----- SELECTED PASSAGE

Let me now talk about a person who is more of contemporary who had a very similar experience. This person was also happened to be in his 50s. He had a lot of power. He was a leader over many people. Like David, he had been very successful, but also suffered from the “burden” of leadership. As his close aides have noted, he is a person who by nature, is easily bored and restless. Who am I talking about? I am talking about Bill Clinton.

As Harvard professors of leadership Ron Heifetz and Marty Linsky chronicle in their book Leadership on the Line: Staying Alive Through the Dangers of Leading, Clinton enters the presidency with a great deal of excitement, but half way through his first term, the Republicans gain control of the Congress and Clinton’s power begins to ebb away. Toward the end of 1995, he tries a last-ditch, high-stakes political gamble to regain influence. He engages Republicans in a game of “chicken,” and ends up closing down the government. The government shuts down in November of 1995. The Clinton Administration staff, allies, and confidants, who serve to keep him disciplined, cannot come to work. So, after a year of experiencing an extreme low in his presidency, Clinton finds himself without the daily anchoring of colleagues in the Whitehouse. His primary confidant, his wife Hilary, happens to be out of town. To keep things functioning in the Whitehouse, they bring interns to work in the Oval Office. And in this environment, where Clinton has the burden of holding the government together without his staff and without the support of his wife, he becomes very vulnerable to the temptation.

Clinton is man who experienced great success in the past, so he may feel that he is above the rules. He has the burden of trying hold with government together without his staff. He’s alone and lonely and restless by nature. When a man (or woman) whether in leadership or not feel that the rules don’t apply to him, or feels like he’s suffering in some way, and alone (lacking intimacy), and he’s restless he’s is in a very, vulnerable situation… he is on the edge… Clinton ends making a choice to have an affair Monica Lewinsky, a choice that ends up hurting himself, his wife, daughter, all those close to him and Lewinsky herself.
Like David, Clinton was on the edge.

----------

▸ DIRECTIVE 1
Decide whether each statement below agrees with the passage about Bill Clinton. For each, answer yes or no and quote the words of the passage that decide it.
(a) The government shut down in November of 1995.
(b) Clinton's wife Hilary was in town during the shutdown.
(c) Democrats took control of Congress halfway through Clinton's first term.
▸ DIRECTIVE 2
In the records, take the line that contains "Where can you see the suit" and go on through the line that contains "196], [132, 174]]". Write only those lines again, swapping "suit jacket" for "blazer" and changing nothing else.

----- ENTRIES

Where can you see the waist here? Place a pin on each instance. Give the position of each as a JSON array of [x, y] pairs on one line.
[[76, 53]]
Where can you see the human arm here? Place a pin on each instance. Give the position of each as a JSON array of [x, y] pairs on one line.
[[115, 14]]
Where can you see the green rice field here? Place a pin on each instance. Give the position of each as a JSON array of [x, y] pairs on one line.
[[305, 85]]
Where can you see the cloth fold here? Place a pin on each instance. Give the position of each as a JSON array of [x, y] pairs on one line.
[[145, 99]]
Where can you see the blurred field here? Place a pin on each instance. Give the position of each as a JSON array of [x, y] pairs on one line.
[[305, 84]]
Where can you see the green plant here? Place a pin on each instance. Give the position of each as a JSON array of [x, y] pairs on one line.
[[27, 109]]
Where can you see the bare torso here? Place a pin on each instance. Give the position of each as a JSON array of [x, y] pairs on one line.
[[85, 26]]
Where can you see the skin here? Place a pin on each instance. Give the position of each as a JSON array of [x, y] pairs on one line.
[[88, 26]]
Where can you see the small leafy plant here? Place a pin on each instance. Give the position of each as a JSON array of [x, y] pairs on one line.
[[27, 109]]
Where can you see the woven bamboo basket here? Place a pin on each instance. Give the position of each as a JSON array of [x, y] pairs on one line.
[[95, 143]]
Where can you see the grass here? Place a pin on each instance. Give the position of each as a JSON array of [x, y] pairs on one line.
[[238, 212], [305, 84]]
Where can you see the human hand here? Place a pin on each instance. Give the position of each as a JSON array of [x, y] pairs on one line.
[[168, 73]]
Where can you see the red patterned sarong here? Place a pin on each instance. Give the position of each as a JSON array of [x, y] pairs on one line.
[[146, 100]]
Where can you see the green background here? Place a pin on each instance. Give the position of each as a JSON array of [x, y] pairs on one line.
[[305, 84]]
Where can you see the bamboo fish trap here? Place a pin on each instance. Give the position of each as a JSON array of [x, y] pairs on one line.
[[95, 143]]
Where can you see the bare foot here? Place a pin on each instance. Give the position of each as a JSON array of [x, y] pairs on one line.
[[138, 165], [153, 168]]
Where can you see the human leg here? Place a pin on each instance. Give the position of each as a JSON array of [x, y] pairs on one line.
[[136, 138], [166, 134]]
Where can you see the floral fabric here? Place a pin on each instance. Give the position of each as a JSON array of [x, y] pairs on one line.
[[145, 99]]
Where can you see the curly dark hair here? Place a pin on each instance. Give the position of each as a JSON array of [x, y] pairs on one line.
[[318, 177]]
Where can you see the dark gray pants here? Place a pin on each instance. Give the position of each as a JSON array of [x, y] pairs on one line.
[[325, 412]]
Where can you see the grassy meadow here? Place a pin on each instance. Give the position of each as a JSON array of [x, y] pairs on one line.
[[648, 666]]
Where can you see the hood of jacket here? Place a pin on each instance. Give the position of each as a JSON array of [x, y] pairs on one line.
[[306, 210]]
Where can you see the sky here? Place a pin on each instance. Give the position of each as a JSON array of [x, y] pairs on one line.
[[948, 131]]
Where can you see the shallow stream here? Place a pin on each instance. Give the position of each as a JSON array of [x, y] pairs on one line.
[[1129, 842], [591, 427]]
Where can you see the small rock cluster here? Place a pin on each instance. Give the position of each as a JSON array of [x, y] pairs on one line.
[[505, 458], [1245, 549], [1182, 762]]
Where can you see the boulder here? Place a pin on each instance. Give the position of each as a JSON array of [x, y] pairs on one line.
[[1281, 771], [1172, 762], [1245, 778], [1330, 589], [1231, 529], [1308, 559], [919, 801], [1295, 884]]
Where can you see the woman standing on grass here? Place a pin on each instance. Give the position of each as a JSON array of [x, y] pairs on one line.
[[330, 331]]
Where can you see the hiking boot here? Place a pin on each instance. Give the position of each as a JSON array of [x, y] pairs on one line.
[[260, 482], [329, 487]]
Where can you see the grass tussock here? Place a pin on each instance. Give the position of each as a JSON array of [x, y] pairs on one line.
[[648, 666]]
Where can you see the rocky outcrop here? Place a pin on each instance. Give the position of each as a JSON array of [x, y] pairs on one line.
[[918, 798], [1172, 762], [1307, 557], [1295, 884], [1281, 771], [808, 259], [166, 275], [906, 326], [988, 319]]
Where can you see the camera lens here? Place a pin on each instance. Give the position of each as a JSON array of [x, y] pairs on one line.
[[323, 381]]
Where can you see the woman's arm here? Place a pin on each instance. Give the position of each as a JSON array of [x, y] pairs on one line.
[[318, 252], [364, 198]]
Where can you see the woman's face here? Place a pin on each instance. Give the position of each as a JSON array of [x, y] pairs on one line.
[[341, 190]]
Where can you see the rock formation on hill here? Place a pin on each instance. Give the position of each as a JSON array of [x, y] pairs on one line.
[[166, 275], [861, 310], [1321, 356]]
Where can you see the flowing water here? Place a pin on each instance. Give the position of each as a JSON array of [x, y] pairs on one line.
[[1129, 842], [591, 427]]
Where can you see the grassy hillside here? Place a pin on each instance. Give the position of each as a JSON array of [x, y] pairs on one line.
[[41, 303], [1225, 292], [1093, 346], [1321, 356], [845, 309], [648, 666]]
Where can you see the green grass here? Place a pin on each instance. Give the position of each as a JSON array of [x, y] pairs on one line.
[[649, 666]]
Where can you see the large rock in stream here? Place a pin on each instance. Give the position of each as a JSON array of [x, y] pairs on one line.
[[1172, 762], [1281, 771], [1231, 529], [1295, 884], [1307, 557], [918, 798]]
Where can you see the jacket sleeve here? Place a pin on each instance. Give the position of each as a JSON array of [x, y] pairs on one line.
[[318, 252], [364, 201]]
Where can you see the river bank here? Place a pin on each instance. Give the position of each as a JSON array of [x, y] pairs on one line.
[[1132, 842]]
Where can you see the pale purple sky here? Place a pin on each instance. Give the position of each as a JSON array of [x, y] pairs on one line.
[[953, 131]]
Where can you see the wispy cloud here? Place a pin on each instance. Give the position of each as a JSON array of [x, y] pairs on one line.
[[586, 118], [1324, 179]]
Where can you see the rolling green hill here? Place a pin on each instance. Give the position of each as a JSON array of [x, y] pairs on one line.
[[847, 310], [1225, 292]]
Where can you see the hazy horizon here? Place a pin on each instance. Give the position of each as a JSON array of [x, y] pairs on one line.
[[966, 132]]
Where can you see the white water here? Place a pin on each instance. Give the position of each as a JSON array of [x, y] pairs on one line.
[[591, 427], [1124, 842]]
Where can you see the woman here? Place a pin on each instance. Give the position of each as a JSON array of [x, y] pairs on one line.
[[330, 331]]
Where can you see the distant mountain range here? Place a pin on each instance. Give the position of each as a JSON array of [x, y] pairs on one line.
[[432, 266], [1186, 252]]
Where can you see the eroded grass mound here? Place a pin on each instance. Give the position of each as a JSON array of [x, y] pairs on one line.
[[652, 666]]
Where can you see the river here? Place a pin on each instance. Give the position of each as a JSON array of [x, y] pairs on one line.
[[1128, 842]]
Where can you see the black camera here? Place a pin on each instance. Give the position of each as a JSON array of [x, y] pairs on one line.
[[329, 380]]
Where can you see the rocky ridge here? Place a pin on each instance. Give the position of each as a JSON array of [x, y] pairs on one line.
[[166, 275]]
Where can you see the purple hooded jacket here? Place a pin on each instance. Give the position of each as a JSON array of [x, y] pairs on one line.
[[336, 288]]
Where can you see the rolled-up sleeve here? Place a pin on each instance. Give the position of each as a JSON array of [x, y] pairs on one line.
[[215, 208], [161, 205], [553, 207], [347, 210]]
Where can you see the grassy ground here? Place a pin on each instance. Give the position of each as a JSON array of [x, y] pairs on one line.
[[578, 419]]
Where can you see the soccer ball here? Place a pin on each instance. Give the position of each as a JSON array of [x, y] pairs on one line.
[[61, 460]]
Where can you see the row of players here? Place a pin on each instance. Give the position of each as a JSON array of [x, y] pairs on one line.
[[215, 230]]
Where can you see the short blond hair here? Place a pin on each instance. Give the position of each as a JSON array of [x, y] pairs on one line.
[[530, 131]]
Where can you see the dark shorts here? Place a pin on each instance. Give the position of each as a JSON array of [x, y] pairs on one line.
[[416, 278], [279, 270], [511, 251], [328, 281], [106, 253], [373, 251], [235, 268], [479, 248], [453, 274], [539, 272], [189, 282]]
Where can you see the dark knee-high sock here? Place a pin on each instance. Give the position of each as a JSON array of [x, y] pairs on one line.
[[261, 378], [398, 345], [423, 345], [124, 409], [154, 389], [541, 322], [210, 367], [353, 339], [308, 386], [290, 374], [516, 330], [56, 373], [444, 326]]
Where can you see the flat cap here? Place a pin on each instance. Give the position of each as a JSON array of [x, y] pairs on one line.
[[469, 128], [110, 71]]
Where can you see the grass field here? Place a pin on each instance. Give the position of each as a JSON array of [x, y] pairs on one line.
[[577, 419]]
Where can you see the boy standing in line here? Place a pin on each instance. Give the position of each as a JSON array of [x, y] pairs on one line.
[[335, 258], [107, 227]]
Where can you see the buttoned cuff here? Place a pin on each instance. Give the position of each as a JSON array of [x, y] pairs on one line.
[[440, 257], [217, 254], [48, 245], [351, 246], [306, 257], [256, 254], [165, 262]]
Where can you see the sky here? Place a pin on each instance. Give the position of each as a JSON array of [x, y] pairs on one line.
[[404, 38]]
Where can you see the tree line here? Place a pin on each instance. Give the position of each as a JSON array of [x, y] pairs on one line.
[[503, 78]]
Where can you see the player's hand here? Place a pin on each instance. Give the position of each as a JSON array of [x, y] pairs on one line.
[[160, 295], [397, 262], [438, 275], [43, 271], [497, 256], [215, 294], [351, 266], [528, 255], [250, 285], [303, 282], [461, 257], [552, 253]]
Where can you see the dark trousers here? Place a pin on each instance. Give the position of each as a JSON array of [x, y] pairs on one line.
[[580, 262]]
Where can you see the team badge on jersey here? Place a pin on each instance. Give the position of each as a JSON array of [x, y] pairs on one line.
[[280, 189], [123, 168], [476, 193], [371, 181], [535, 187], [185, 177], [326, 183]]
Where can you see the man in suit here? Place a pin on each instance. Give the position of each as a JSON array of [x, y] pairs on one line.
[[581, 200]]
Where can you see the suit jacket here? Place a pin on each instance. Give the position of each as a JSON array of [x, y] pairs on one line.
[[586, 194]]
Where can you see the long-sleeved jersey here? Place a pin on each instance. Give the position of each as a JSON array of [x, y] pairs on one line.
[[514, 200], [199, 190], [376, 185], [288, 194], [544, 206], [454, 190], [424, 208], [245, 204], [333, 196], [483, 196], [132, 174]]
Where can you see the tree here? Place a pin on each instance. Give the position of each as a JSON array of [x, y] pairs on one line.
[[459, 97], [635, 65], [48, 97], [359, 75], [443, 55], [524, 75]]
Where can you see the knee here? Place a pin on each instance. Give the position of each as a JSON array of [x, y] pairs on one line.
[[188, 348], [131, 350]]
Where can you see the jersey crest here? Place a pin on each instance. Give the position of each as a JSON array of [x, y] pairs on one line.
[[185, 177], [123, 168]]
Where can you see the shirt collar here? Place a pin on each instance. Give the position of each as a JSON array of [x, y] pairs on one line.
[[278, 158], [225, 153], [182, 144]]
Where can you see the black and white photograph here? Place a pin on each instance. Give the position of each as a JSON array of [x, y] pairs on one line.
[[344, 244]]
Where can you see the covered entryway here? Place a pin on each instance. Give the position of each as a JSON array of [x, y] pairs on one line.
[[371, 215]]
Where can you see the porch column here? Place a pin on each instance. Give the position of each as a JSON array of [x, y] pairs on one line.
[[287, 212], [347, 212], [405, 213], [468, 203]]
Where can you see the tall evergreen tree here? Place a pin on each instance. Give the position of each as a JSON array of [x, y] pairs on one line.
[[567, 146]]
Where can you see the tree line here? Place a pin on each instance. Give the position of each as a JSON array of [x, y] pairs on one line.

----------

▸ TASK ANSWER 1
(a) Yes: "The government shuts down in November of 1995."
(b) No: "His primary confidant, his wife Hilary, happens to be out of town."
(c) No: "the Republicans gain control of the Congress"

▸ TASK ANSWER 2
Where can you see the blazer here? Place a pin on each instance. Give the position of each as a JSON array of [x, y] pairs on one line.
[[586, 194]]
Where can you see the long-sleeved jersey here? Place a pin on each instance. Give the position of each as a JSON array of [x, y] pairs on one line.
[[514, 200], [199, 190], [376, 185], [288, 194], [544, 206], [454, 190], [424, 208], [245, 204], [333, 196], [483, 196], [132, 174]]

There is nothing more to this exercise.